[Extracted records]

· · · ·

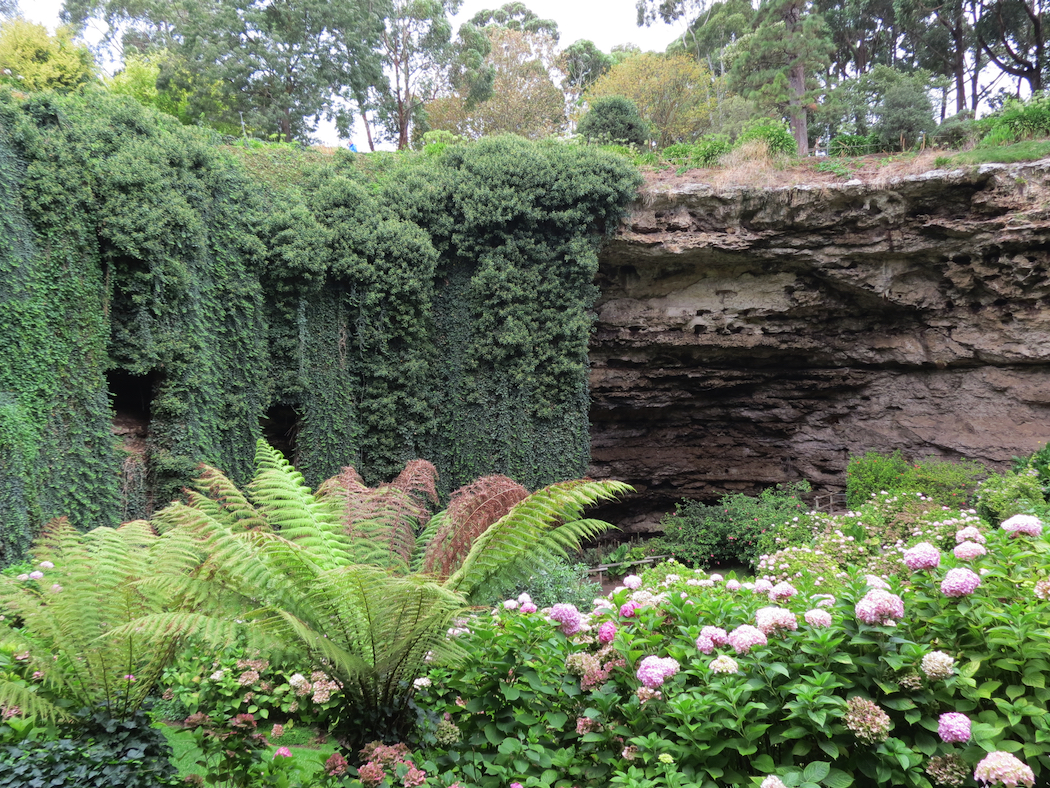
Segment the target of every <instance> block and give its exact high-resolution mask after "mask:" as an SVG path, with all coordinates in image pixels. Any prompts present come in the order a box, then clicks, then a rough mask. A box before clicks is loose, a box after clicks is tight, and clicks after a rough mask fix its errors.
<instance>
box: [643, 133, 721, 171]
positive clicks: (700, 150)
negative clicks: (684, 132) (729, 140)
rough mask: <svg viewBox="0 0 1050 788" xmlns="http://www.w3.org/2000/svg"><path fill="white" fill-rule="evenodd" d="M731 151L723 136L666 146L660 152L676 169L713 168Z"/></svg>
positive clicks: (704, 137)
mask: <svg viewBox="0 0 1050 788" xmlns="http://www.w3.org/2000/svg"><path fill="white" fill-rule="evenodd" d="M732 149H733V145H732V144H731V143H730V141H729V138H728V137H726V136H723V134H714V136H709V137H701V138H700V139H699V140H697V141H696V142H694V143H688V142H679V143H675V144H674V145H668V146H667V147H666V148H664V150H663V151H661V155H663V158H664V159H665V160H666V161H668V162H670V163H671V164H674V165H676V166H678V167H687V168H688V167H713V166H715V165H716V164H718V162H719V160H720V159H721V158H722V157H723V155H726V153H728V152H729V151H730V150H732Z"/></svg>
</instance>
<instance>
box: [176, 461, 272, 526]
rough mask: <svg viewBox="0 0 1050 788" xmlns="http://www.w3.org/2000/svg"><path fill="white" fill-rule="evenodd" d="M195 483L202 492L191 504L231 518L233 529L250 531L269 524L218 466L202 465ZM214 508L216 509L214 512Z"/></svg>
mask: <svg viewBox="0 0 1050 788" xmlns="http://www.w3.org/2000/svg"><path fill="white" fill-rule="evenodd" d="M194 485H195V486H196V488H197V490H199V491H201V493H202V495H201V496H198V497H197V496H194V497H193V498H191V505H195V506H197V507H199V509H202V511H205V512H208V514H209V515H210V516H211V517H213V518H214V519H216V520H226V521H228V522H229V523H230V526H231V528H232V530H234V531H240V530H244V531H249V530H253V528H262V530H267V528H269V527H270V525H269V523H268V522H267V521H266V518H265V517H262V516H261V515H260V514H259V513H258V512H257V511H256V510H255V506H253V505H252V503H251V501H249V500H248V498H247V497H246V496H245V495H244V494H243V493H241V492H240V491H239V490H238V489H237V486H236V484H234V483H233V482H231V481H230V480H229V479H228V478H227V477H226V475H225V474H224V473H222V472H220V471H218V470H217V469H215V468H212V466H211V465H202V466H201V475H199V476H198V477H197V478H196V481H195V482H194ZM212 507H215V510H214V511H213V510H212ZM220 512H222V513H223V514H220ZM224 515H225V516H224Z"/></svg>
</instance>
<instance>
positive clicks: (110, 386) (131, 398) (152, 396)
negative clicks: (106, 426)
mask: <svg viewBox="0 0 1050 788" xmlns="http://www.w3.org/2000/svg"><path fill="white" fill-rule="evenodd" d="M160 378H161V374H160V373H159V372H155V371H151V372H147V373H146V374H145V375H135V374H133V373H131V372H128V371H127V370H121V369H113V370H109V372H107V373H106V385H107V388H108V389H109V401H110V407H111V408H112V410H113V433H114V434H117V435H121V436H130V437H134V438H141V439H142V440H145V438H146V435H147V433H148V431H149V419H150V411H151V410H152V405H153V394H154V392H155V391H156V386H158V382H159V381H160ZM127 442H128V441H127V440H125V443H127Z"/></svg>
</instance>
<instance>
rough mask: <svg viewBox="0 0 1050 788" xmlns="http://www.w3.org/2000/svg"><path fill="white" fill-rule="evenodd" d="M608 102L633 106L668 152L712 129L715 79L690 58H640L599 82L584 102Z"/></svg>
mask: <svg viewBox="0 0 1050 788" xmlns="http://www.w3.org/2000/svg"><path fill="white" fill-rule="evenodd" d="M609 96H623V97H626V98H628V99H630V100H631V101H632V102H634V104H635V106H637V108H638V112H639V113H640V115H642V117H643V118H644V119H645V120H646V121H648V122H649V123H651V124H652V127H653V136H654V138H655V140H656V142H657V144H658V145H660V146H667V145H671V144H672V143H676V142H691V141H692V140H694V139H695V138H696V137H697V136H699V134H700V133H702V132H703V131H705V130H706V129H707V128H708V127H709V126H710V124H711V111H712V108H713V107H714V104H715V78H714V77H713V76H712V74H711V71H710V70H708V68H707V66H705V65H703V64H701V63H699V62H697V61H696V60H695V59H694V58H691V57H689V56H688V55H657V54H655V53H638V54H636V55H633V56H632V57H629V58H627V59H626V60H624V61H623V62H622V63H617V64H616V65H614V66H613V67H612V68H610V69H609V70H608V71H607V72H606V74H604V75H603V76H602V77H600V78H598V79H597V80H595V81H594V83H593V84H592V85H591V86H590V87H589V88H588V89H587V91H586V94H585V95H584V98H585V99H586V100H587V101H588V102H589V101H591V100H594V99H598V98H603V97H609Z"/></svg>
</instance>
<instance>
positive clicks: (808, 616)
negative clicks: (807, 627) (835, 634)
mask: <svg viewBox="0 0 1050 788" xmlns="http://www.w3.org/2000/svg"><path fill="white" fill-rule="evenodd" d="M805 623H807V624H808V625H810V626H831V625H832V614H829V613H828V611H827V610H821V609H817V608H814V609H812V610H806V611H805Z"/></svg>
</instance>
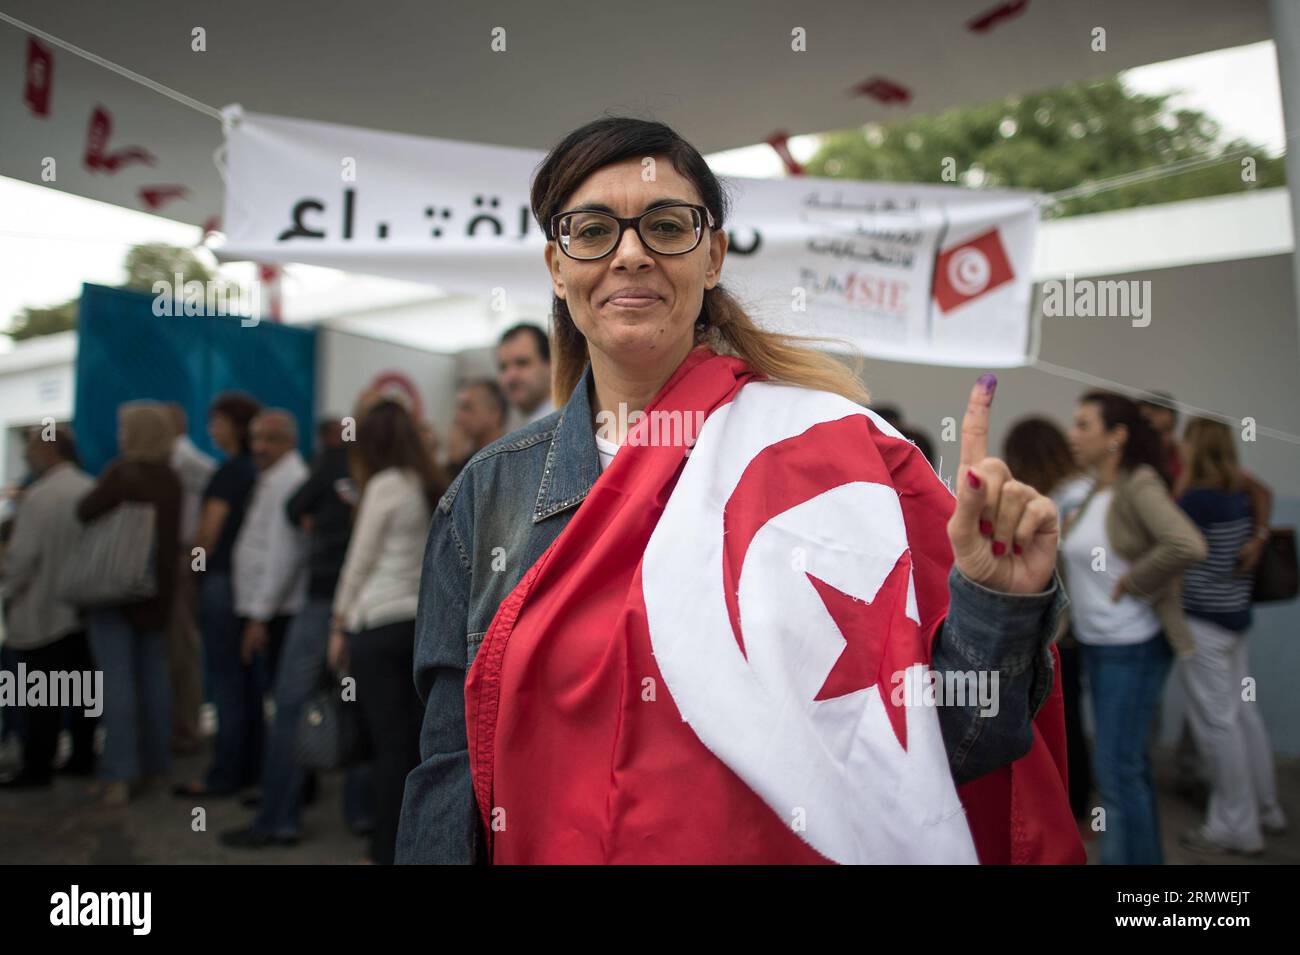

· · · ·

Task description
Without changing a word, transcribe all of the data and omit its images.

Answer to this exercise
Segment the target of every <instance> block and give its exact high-resolution mask after "mask:" as an SVG path, with all coordinates in image pixels. Any prompts present come in the order a box, then clicks, then a rough mask. A box before clicks is loose, a box after clicks is tight, and clicks after a rough mask fix its errors.
<instance>
box: [643, 133, 721, 171]
positive clicks: (700, 150)
negative clicks: (684, 132) (729, 140)
rough mask: <svg viewBox="0 0 1050 788" xmlns="http://www.w3.org/2000/svg"><path fill="white" fill-rule="evenodd" d="M731 151L723 136L666 146L660 152L676 169L713 168Z"/></svg>
positive clicks: (704, 137)
mask: <svg viewBox="0 0 1050 788" xmlns="http://www.w3.org/2000/svg"><path fill="white" fill-rule="evenodd" d="M732 149H733V145H732V144H731V143H730V141H729V138H728V137H726V136H723V134H714V136H709V137H701V138H700V139H699V140H697V141H696V142H694V143H688V142H679V143H675V144H674V145H668V146H667V147H666V148H664V150H663V151H661V155H663V158H664V159H665V160H666V161H668V162H670V163H671V164H674V165H676V166H678V167H687V168H688V167H713V166H715V165H716V164H718V162H719V160H720V159H721V158H722V157H723V155H726V153H728V152H729V151H730V150H732Z"/></svg>
</instance>
<instance>
box: [176, 461, 272, 526]
rough mask: <svg viewBox="0 0 1050 788" xmlns="http://www.w3.org/2000/svg"><path fill="white" fill-rule="evenodd" d="M195 483L202 492L191 504L231 518L233 529L250 531L269 524L218 466L202 465ZM214 508L216 509L214 512Z"/></svg>
mask: <svg viewBox="0 0 1050 788" xmlns="http://www.w3.org/2000/svg"><path fill="white" fill-rule="evenodd" d="M194 485H195V486H196V488H197V490H199V491H201V493H202V495H201V496H198V497H197V496H194V497H193V498H191V505H195V506H197V507H199V509H202V511H205V512H208V514H209V515H210V516H211V517H213V518H214V519H216V520H226V521H228V522H229V523H230V526H231V528H232V530H234V531H240V530H244V531H249V530H253V528H262V530H267V528H269V527H270V525H269V523H268V522H267V521H266V518H265V517H262V516H261V515H260V514H259V513H258V512H257V511H256V510H255V506H253V505H252V503H251V501H249V500H248V498H247V497H246V496H245V495H244V494H243V493H241V492H240V491H239V490H238V489H237V486H236V484H234V483H233V482H231V481H230V480H229V479H228V478H227V477H226V475H225V474H224V473H222V472H220V471H218V470H217V469H215V468H212V466H211V465H202V466H201V475H199V476H198V477H197V478H196V481H195V482H194ZM212 507H215V510H214V511H213V510H212ZM220 512H222V513H223V514H220ZM224 515H225V516H224Z"/></svg>
</instance>
<instance>
positive clicks: (110, 386) (131, 398) (152, 396)
negative clicks: (106, 426)
mask: <svg viewBox="0 0 1050 788" xmlns="http://www.w3.org/2000/svg"><path fill="white" fill-rule="evenodd" d="M160 378H161V374H160V373H159V372H155V371H151V372H147V373H146V374H145V375H135V374H133V373H131V372H128V371H127V370H121V369H113V370H109V372H107V373H106V385H107V388H108V389H109V401H110V407H111V408H112V410H113V433H114V434H117V435H121V436H130V437H134V438H141V439H142V440H145V438H146V435H147V433H148V431H149V419H150V411H151V410H152V405H153V394H154V392H155V391H156V386H158V382H159V381H160ZM127 442H128V441H127V440H125V443H127Z"/></svg>
</instance>
<instance>
rough mask: <svg viewBox="0 0 1050 788" xmlns="http://www.w3.org/2000/svg"><path fill="white" fill-rule="evenodd" d="M608 102L633 106L668 152L712 129L715 79L690 58H640L599 82L584 102Z"/></svg>
mask: <svg viewBox="0 0 1050 788" xmlns="http://www.w3.org/2000/svg"><path fill="white" fill-rule="evenodd" d="M609 96H623V97H626V98H628V99H630V100H631V101H632V102H634V104H635V106H637V108H638V112H639V113H640V115H642V117H643V118H644V119H645V120H646V121H648V122H649V123H651V124H652V127H653V136H654V138H655V140H656V142H657V144H658V145H660V146H667V145H671V144H672V143H676V142H691V141H692V140H694V139H695V138H696V137H697V136H699V134H700V133H702V132H703V131H705V130H706V129H707V128H708V127H709V126H710V124H711V111H712V108H713V107H714V104H715V78H714V77H713V76H712V74H711V71H710V70H708V68H707V66H705V65H703V64H701V63H699V62H697V61H696V60H695V59H694V58H691V57H689V56H688V55H657V54H655V53H638V54H636V55H633V56H632V57H629V58H627V59H626V60H624V61H623V62H622V63H617V64H616V65H614V66H613V67H612V68H610V69H609V70H608V71H607V72H606V74H604V75H603V76H602V77H600V78H598V79H597V80H595V81H594V83H593V84H592V85H591V86H590V87H589V88H588V89H587V91H586V94H585V95H584V98H585V99H586V100H587V101H588V102H589V101H591V100H594V99H598V98H603V97H609Z"/></svg>
</instance>
<instance>
positive clicks: (808, 616)
negative clicks: (807, 627) (835, 634)
mask: <svg viewBox="0 0 1050 788" xmlns="http://www.w3.org/2000/svg"><path fill="white" fill-rule="evenodd" d="M805 623H807V624H808V625H810V626H831V625H832V614H829V613H828V611H827V610H821V609H817V608H814V609H812V610H806V611H805Z"/></svg>
</instance>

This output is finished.